EXERCISE REQUIREMENTS →
**1)** Which people does the article on Ms. Pelosi's stimulus deal quote directly?
**2)** Can you carry the article on Ms. Pelosi's stimulus deal forward from its final paragraph?

Ms. Pelosi's decision to abandon central Democratic tenets of past economic recovery measures to instead funnel cash directly to more Americans is drawing criticism from some lawmakers, labor leaders and representatives of core Democratic constituencies who contend she settled for too little.

But her calculation was instrumental in reaching a quick accord on the $150 billion package with the Bush administration and House Republicans, an agreement that put her on a more equal policy footing with the White House and showed increasing confidence in asserting her authority.

There isn't any way you are speaker for a year and don't have growth, said Ms. Pelosi, referring to her personal and political development as she described her rationale in trading expanded unemployment benefits and added food stamp money for making 35 million lower-income households eligible for a federal check later this year.

The absence of those added benefits, long a cornerstone of Democratic economic dogma, has come under fire from Democrats and their allies inside and outside of Congress. Senators are promising to try to add those elements and others to the economic stimulus legislation when it moves across the Rotunda from the House, perhaps this week.

It is not the way I would have designed it, said Senator Kent Conrad, Democrat of North Dakota and chairman of the budget committee.

Robert Greenstein, executive director of the liberal Center on Budget and Policy Priorities, said he was startled to learn that the plan negotiated by Ms. Pelosi; Representative John A. Boehner of Ohio, the Republican leader; and the treasury secretary, Henry M. Paulson Jr., did not contain the jobless money and food stamp increase. Mr. Greenstein said those were tried-and-true methods of fueling the economy.

It just didn't make any sense to me to drop out the only two things that were the immediate acting elements, he said.

Ms. Pelosi, who put together the deal in a series of intense private meetings with Mr. Boehner and Mr. Paulson, said that she still supported both of those assistance programs, as she has for years, and that they could yet get an infusion of money this year.

But she said her intent was to try to come up with new ways to drive the economy, and she saw it as a fair bargain to force Republicans and the White House to endorse rebates going to millions of Americans who would not have qualified under the Republican proposal while cutting off refunds for high earners.

This is all part of who we are, said Ms. Pelosi about the traditional safety net programs, but weighing the equities of it, I thought it was very important to act on something that was precedent-setting in terms of focus on the middle class.

The final agreement showed that Ms. Pelosi, often viewed as a classic liberal, is not afraid to stray from liberal orthodoxy to advance her cause. And she again demonstrated that she is willing to buck the chairman of an important committee in the process. Representative Charles B. Rangel, the New York Democrat who is chairman of the Ways and Means Committee, was unenthusiastic about the agreement and had a long and private debate with the speaker.

SOURCE MATERIAL →

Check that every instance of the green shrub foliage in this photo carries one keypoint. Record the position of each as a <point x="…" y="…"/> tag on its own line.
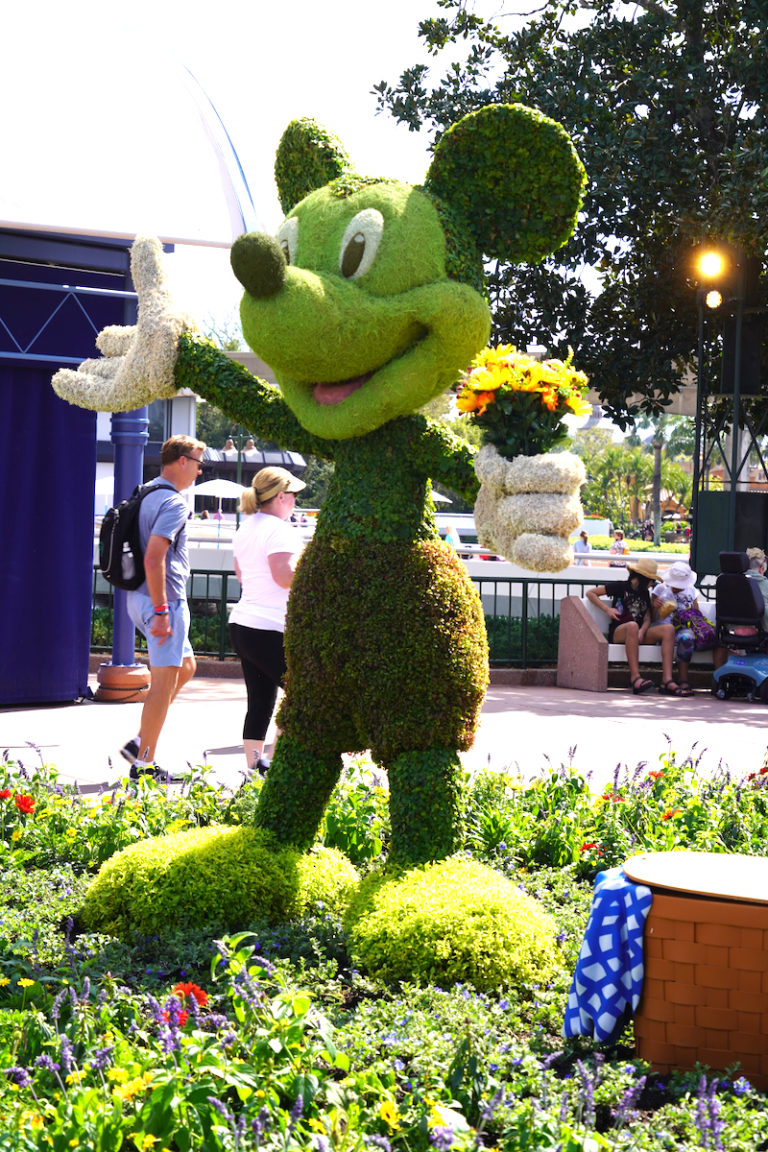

ANSWERS PROVIDED →
**1)** Ms. Pelosi, Senator Kent Conrad, and Robert Greenstein

**2)**
She was really focused, and when she focuses on something she gets it done, said Senator Charles E. Schumer of New York, a member of the Democratic leadership. And she was tough.

Ms. Pelosi, who has said she intends to pursue a more bipartisan approach this year, said these talks were spurred by President Bush's recognition of mounting economic problems.

He needed the stimulus package, she said, indicating she thought Mr. Bush was late to the game. Any homemaker in America could have told him months ago that our country was heading for a downturn, and we needed a change in economic policy.

Other members of the House Democratic leadership dismissed criticism of the agreement struck by the speaker and said that Democrats last fall were already exploring remedies given signs of a faltering economy and the likelihood the decline would become a major election-year issue.

In recounting the stimulus negotiations, one Democrat noted that Ms. Pelosi quickly forced Republicans to abandon a push to make Mr. Bush's 2001 tax cuts permanent and blocked the White House inclination to allow rebates to much more affluent households. Then she was able to get a pact on payments for those who do not earn enough to pay taxes -- an idea many Republicans find highly objectionable.

But Mr. Boehner was willing to accept that approach in exchange for Ms. Pelosi dropping the demand for unemployment and food stamp money, two other ideologically charged issues for Republicans.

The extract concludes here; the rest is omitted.